+++ ENTRIES PROVIDED

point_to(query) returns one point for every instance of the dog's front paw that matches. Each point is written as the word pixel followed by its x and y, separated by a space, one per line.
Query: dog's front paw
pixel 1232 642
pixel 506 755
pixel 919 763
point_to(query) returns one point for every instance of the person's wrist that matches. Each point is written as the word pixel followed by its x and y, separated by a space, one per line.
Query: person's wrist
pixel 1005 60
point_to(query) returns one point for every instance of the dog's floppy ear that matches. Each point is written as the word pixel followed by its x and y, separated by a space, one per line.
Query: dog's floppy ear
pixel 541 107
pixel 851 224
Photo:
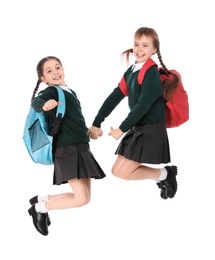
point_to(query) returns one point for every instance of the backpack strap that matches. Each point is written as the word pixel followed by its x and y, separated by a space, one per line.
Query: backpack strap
pixel 60 111
pixel 149 63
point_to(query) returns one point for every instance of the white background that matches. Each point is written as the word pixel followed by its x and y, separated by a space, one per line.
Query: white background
pixel 124 220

++++++

> _DESCRIPTION OF THE TASK_
In how many lines of the preceding material does the word "Each" occur? Answer with the number only.

> _REPLY TO THE TASK_
5